---- Source records

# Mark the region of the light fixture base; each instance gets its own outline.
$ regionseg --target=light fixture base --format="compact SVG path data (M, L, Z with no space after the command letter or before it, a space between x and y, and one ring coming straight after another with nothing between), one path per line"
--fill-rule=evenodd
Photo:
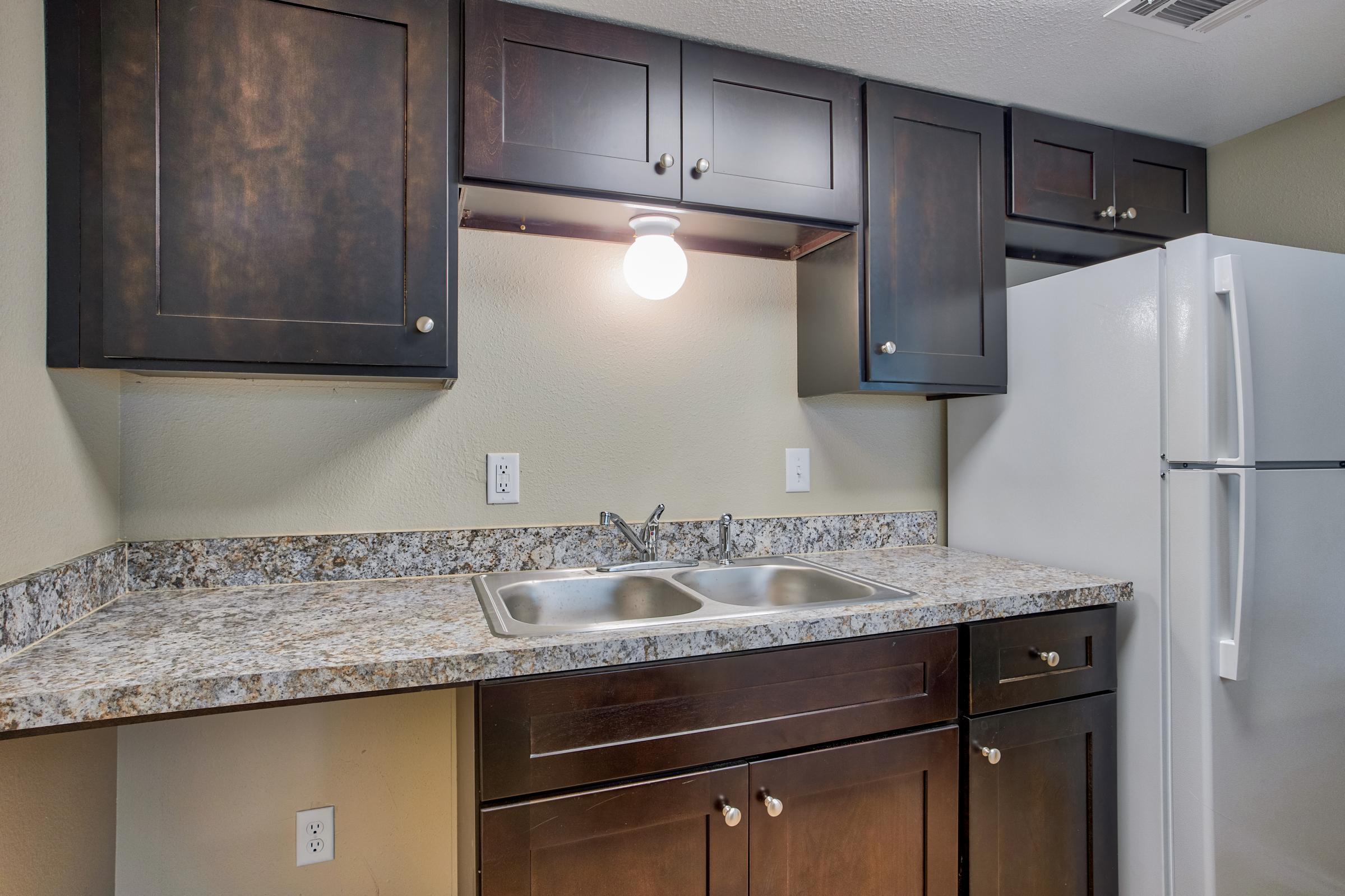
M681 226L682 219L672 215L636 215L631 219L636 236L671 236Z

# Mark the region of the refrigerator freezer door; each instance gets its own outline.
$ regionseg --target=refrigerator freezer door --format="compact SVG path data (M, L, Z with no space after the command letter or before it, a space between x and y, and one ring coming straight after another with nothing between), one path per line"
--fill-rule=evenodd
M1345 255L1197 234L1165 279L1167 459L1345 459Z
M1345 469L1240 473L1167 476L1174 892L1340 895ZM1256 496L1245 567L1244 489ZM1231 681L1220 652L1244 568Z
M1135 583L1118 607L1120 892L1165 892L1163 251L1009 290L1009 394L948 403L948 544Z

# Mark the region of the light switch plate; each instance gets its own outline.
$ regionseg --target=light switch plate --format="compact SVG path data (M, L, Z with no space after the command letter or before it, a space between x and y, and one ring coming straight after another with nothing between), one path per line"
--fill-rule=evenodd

--------

> **Task goal**: Extract every line of the data above verbatim, omitting the pictures.

> **Finished answer**:
# Mark the region of the light fixture base; each instance gets its own outline.
$ regionseg --target=light fixture base --format="compact SVG path data (M, L, Z with no space after the command letter or before it, a space between x and y, and one ring coming straight after another with nothing between), one path per line"
--fill-rule=evenodd
Photo:
M681 226L682 219L672 215L636 215L631 219L636 236L671 236Z

# Mark the region of the refrigerator freezer door; each instance gets its own outline.
$ regionseg --target=refrigerator freezer door --format="compact SVG path data (M, L, Z with no space after the command letter or before it, a space between x and y, and one ring coming straight after another with nothing between), one path per line"
--fill-rule=evenodd
M1345 255L1197 234L1165 279L1167 459L1345 459Z
M1345 469L1240 473L1167 476L1174 892L1340 895ZM1256 496L1245 567L1244 489ZM1231 681L1220 652L1244 568Z
M1135 583L1118 607L1120 892L1165 892L1163 251L1009 290L1009 394L948 403L948 544Z

# Mark the region of the light switch plate; each instance gets its own outline.
$ regionseg --target=light switch plate --format="compact SVG path data (M, L, Z with no space after the command letter or before it, a space between x and y, and one ring coming straight after another with nothing between), one path per line"
--fill-rule=evenodd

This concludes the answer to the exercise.